» **CHALLENGE**
Below is a block of records; repeat all of them exactly.

— start of DATASET ROWS —

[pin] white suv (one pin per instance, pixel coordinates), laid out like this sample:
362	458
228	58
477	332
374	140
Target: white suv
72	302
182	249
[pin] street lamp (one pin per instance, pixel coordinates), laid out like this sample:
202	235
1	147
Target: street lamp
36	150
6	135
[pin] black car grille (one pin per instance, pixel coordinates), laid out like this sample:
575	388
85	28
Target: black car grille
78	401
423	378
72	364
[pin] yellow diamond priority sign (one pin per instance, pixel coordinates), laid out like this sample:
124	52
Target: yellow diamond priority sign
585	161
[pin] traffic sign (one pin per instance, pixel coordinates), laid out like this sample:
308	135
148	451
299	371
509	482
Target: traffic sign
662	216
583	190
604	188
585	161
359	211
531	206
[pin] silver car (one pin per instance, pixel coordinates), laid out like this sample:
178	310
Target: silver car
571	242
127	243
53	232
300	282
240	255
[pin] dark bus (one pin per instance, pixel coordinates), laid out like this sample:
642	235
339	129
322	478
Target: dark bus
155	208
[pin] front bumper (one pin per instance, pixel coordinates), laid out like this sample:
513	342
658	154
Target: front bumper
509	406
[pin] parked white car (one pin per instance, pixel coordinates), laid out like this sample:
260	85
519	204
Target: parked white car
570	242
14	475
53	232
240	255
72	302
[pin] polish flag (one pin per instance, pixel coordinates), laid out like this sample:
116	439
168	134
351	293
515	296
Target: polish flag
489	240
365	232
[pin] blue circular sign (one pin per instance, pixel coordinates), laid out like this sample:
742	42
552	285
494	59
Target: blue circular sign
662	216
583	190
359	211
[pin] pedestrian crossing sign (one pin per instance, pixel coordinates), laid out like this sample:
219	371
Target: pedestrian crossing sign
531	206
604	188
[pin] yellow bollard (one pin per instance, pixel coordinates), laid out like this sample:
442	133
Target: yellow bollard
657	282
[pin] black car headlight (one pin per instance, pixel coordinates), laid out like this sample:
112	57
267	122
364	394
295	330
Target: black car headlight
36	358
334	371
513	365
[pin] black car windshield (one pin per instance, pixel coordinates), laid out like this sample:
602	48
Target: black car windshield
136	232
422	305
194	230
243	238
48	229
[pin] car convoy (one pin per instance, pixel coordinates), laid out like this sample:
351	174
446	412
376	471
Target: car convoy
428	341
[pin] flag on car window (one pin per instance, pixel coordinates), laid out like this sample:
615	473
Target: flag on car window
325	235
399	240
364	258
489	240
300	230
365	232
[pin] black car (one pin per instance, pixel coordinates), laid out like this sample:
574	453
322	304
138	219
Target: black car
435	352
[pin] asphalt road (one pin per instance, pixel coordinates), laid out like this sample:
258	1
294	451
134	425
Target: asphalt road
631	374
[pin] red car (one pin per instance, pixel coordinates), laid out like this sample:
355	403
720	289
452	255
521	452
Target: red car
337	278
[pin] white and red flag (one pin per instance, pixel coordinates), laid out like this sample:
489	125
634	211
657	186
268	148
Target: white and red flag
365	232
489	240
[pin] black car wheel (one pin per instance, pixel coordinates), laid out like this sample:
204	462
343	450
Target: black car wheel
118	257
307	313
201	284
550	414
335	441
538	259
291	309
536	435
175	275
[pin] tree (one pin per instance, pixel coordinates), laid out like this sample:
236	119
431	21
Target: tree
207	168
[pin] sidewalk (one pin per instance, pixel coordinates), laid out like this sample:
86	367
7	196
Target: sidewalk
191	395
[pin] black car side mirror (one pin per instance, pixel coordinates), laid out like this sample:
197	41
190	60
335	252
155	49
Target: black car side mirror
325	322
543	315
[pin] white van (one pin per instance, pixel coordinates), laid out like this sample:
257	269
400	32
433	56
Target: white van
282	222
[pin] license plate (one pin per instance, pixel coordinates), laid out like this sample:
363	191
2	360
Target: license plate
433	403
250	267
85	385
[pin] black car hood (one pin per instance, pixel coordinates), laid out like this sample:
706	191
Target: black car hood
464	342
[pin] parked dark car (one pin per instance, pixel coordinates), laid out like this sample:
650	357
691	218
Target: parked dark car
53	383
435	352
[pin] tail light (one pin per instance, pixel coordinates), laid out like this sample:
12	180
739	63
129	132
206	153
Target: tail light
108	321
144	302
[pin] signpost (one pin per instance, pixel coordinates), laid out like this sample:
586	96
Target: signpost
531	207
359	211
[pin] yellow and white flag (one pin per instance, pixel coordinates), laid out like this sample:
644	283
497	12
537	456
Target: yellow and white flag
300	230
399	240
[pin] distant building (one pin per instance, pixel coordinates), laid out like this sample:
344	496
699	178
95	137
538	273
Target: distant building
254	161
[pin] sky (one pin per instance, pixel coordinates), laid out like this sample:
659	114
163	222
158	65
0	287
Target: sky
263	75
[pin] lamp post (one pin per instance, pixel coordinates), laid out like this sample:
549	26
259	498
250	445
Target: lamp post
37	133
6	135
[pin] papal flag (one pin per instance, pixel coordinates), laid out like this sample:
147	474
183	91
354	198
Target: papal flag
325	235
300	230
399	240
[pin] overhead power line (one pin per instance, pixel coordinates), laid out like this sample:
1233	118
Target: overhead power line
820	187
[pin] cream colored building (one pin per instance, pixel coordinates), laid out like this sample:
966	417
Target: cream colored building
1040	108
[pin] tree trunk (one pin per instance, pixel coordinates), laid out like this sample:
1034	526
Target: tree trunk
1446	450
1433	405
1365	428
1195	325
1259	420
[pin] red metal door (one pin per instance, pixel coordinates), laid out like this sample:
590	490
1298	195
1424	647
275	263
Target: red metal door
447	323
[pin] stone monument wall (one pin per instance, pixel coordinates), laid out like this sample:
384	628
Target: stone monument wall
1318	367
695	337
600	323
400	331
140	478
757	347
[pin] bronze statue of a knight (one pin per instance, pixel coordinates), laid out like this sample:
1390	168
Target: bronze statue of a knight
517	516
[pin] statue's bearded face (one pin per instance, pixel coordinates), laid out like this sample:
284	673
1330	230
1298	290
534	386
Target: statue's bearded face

— end of DATASET ROWS —

» **SOLUTION TO THE PROBLEM**
[pin] white suv (one pin per instance, pixel coordinates), laid out like this sample:
362	458
228	58
477	332
374	140
Target: white suv
72	302
182	249
[pin] street lamp (one pin per instance, pixel coordinates), laid out like this sample:
202	235
1	147
Target: street lamp
36	150
6	135
[pin] black car grille (one pin per instance, pixel coordinates), laid out like this sample:
575	388
85	28
Target: black car grille
78	401
423	378
72	364
[pin] yellow diamond priority sign (one pin per instance, pixel coordinates), laid out like this sample:
124	52
Target: yellow diamond priority sign
585	161
[pin] traffic sign (one pin per instance, pixel coordinates), laid out like this sample:
308	135
148	451
299	371
509	482
Target: traffic sign
662	216
583	190
604	188
585	161
359	211
531	206
[pin] silver car (one pin per instance, pixel coordinates), laid out like this sample:
178	310
Target: silver car
571	242
127	243
53	232
300	282
240	255
[pin] dark bus (one pin per instance, pixel coordinates), laid out like this sample:
642	235
339	129
322	478
Target: dark bus
155	208
[pin] front bumper (one pin per instance, pixel coordinates), laid out like this sample:
513	342
658	154
Target: front bumper
509	406
[pin] parked white car (one pin per instance, pixel coordinates), laid out like this sample:
260	85
519	204
Target: parked white car
570	242
14	475
53	232
240	255
72	302
[pin] polish flag (one pin per instance, pixel coordinates), laid out like this sample:
116	439
168	134
351	293
515	296
Target: polish flag
489	240
365	232
[pin] blue circular sign (one pin per instance, pixel coordinates), laid out like this sample:
742	42
552	285
494	59
Target: blue circular sign
662	216
583	190
359	211
[pin] pedestrian crossing sign (one pin per instance, pixel coordinates), laid out like this sample:
219	371
Target: pedestrian crossing sign
531	206
604	188
[pin] yellow bollard (one pin per instance, pixel coordinates), laid out like this sample:
442	133
Target: yellow bollard
657	282
[pin] black car headlight (one pin per instance, pixel coordinates), laid out like this sample:
112	57
267	122
364	394
295	330
Target: black car headlight
36	358
334	371
513	365
[pin] black car windshield (one pin per instance, pixel coordinates), laid out like this sample:
602	48
Target: black car windshield
136	232
422	305
194	230
243	238
48	229
[pin] car convoy (one pin per instance, pixel coordinates), laid out like this sample:
351	174
446	412
376	471
Target: car convoy
428	341
[pin] flag on car window (one pin per instance, pixel coordinates), laid out like this sample:
615	473
Target: flag on car window
325	235
399	240
364	258
489	240
300	230
365	232
[pin] black car (one pin per instance, pixel coordinates), laid out like this sample:
574	453
322	304
138	219
Target: black car
435	352
[pin] asphalt road (one pin per instance, pixel coordinates), laid out like this sample:
258	1
294	451
134	425
Target: asphalt road
631	374
[pin] red car (one pin per instance, pixel coordinates), laid out like this sample:
355	403
720	289
452	255
521	452
Target: red car
337	278
[pin] white and red flag (one pin per instance, pixel coordinates), laid out like this sample:
489	125
634	211
657	186
268	148
Target: white and red flag
365	232
489	240
[pin] black car wheel (one pin per instance, pixel coordinates), laid out like this sample:
204	462
343	450
Target: black car wheel
118	257
307	313
201	284
550	414
335	441
538	259
291	309
536	435
175	275
[pin] tree (one pin per instance, pixel coordinates), laid out like this sample:
236	119
431	21
Target: tree
207	168
[pin] sidewalk (one pin per instance, pixel coordinates), laid out like this sample:
86	367
7	196
Target: sidewalk
191	395
[pin] black car side mirror (one pin per instance, pixel coordinates), laid out like this sample:
197	41
190	60
335	252
155	49
Target: black car side mirror
325	322
543	315
[pin] white van (one pin per instance, pixel coordinates), laid out like this sample:
257	269
400	32
433	56
Target: white van
282	222
[pin] license plate (one pin per instance, pixel coordinates), laid out like this sample:
363	191
2	360
Target: license plate
433	403
250	267
85	385
[pin] black car hood (one pin per instance, pixel coordinates), laid out like this sample:
706	191
Target: black car hood
464	342
[pin] parked dark car (one pin per instance, pixel coordinates), laid out like this sample:
650	357
691	218
Target: parked dark car
53	383
435	352
[pin] tail light (one pin per instance, pixel coordinates), laid out like this sample:
12	180
739	63
129	132
206	153
Target: tail light
108	321
144	302
[pin] signpost (one pin per instance, pixel coordinates), laid out like this sample:
586	96
Target: signpost
531	207
359	211
[pin] yellow and white flag (one pin per instance, pixel coordinates), laid out like this sample:
644	283
497	12
537	456
Target: yellow and white flag
300	230
399	240
[pin] distant building (one pin per instance, pixel coordinates), laid out like this sample:
344	496
699	178
95	137
538	273
Target: distant building
254	161
[pin] sky (one pin per instance, pixel coordinates), laid out like this sample:
659	114
163	222
158	65
0	287
Target: sky
263	75
[pin] lamp post (one pin per instance, pixel coordinates), laid out like this sample:
549	26
259	498
250	445
Target: lamp post
37	133
6	135
[pin] papal flag (one pin per instance, pixel coordinates), laid out like this sample:
147	474
183	91
354	198
Target: papal flag
325	235
300	230
399	240
[pin] overhead power line (one pin per instance, pixel coordinates), laid out like this sample:
1233	118
Target: overhead power line
820	187
[pin] cream colored building (one pin per instance, pixel coordinates), laid out like this sample:
966	417
Target: cream colored building
1040	108
[pin] tree trunk (one pin per instance, pixel coordinates), laid out like this sample:
1034	526
Target: tree trunk
1446	450
1433	405
1365	428
1195	325
1259	420
[pin] red metal door (one pin per instance, pixel coordinates), laid out like this sample:
590	490
1298	195
1424	647
275	263
Target: red metal door
447	323
[pin] stone monument wall (one pin per instance, pixel coordinates), laid out like this sample:
384	628
Target: stone monument wall
1318	367
695	337
600	323
400	331
140	478
757	347
[pin] bronze statue of a knight (one pin per instance, pixel coordinates), laid out like this sample:
1390	168
Target: bronze statue of a knight
517	516
[pin] statue's bearded face (one pin per instance, pixel coordinates), laid out like this sample:
284	673
1330	230
1298	290
534	386
Target: statue's bearded face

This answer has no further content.